Re: Realtime & distributed

John Wang Sun, 11 Oct 2009 14:33:13 -0700

Eric:

   For more specific Zoie questions, let's move it to the zoie discussion
group instead.


Thanks

-John

On Sun, Oct 11, 2009 at 2:31 PM, John Wang <john.w...@gmail.com> wrote:

> Hi Eric:
>
> I regret the direction the thread has taken and partly take responsibility
> for it...
>
> As to your question:
>
> We have 2 nodes per commodity server, each holding 5 million docs (although
> given the numbers we are seeing, we think we were a bit too conservative,
> and may increase to 10). In terms of indexing, each partition is doing
> indexing in realtime. We have total about 12 partitions, so 6 machines. With
> about 4 - 5 replications.
>
> RamDir only holds the transient index, once flushed to the disk index,
> RamDir is emptied. So yes, it is the second part of your question. The trick
> is the synchronization logic as well as handling of deletes and updates
> between ram and disk index.
>
> I am not sure I can disclose what HW we are using, but Zoie is designed to
> run on commodity HW.
>
> I think it is always a good idea to archive your data. Since with our
> setup, we have replications that holds its own copy of the index, so there
> is already redundancy. So having a set of offline nodes doing just indexing
> is not necc.

Data block.
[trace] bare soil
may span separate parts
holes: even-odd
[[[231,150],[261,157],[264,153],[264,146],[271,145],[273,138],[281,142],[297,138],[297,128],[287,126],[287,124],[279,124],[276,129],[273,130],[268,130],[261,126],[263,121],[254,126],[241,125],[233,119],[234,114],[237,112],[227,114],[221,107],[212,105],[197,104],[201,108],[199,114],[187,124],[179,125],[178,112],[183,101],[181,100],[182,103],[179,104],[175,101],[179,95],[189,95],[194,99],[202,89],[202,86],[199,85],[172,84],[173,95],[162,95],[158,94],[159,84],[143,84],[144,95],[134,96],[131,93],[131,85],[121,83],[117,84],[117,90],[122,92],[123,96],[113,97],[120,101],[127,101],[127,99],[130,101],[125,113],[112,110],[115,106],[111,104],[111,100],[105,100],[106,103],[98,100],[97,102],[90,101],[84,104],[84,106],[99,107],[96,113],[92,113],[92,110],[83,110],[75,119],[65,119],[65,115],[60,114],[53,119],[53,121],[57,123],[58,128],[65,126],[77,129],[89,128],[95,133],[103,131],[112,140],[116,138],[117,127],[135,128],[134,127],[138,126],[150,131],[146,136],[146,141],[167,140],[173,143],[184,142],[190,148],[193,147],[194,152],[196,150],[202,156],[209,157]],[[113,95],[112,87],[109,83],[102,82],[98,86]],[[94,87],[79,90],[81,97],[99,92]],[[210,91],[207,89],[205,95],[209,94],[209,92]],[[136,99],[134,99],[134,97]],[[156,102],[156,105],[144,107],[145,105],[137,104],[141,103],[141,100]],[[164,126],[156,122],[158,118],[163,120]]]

Exercises.
1. From the Zoie thread above, print the passage starting with "On Sun, Oct" and going on through "- 5 replications.".
2. Condense the paragraph of the Zoie thread that begins "We have 2 nodes per commodity server" into a short bulleted list that keeps its main facts.

Correct answers.
1.
On Sun, Oct 11, 2009 at 2:31 PM, John Wang <john.w...@gmail.com> wrote:

> Hi Eric:
>
> I regret the direction the thread has taken and partly take responsibility
> for it...
>
> As to your question:
>
> We have 2 nodes per commodity server, each holding 5 million docs (although
> given the numbers we are seeing, we think we were a bit too conservative,
> and may increase to 10). In terms of indexing, each partition is doing
> indexing in realtime. We have total about 12 partitions, so 6 machines. With
> about 4 - 5 replications.

2.
- Two nodes run on each commodity server, each holding 5 million documents.
- Based on the numbers observed, this is considered somewhat conservative and may be raised to 10.
- Each partition indexes in realtime.
- There are about 12 partitions in total, on 6 machines.
- There are about 4 to 5 replications.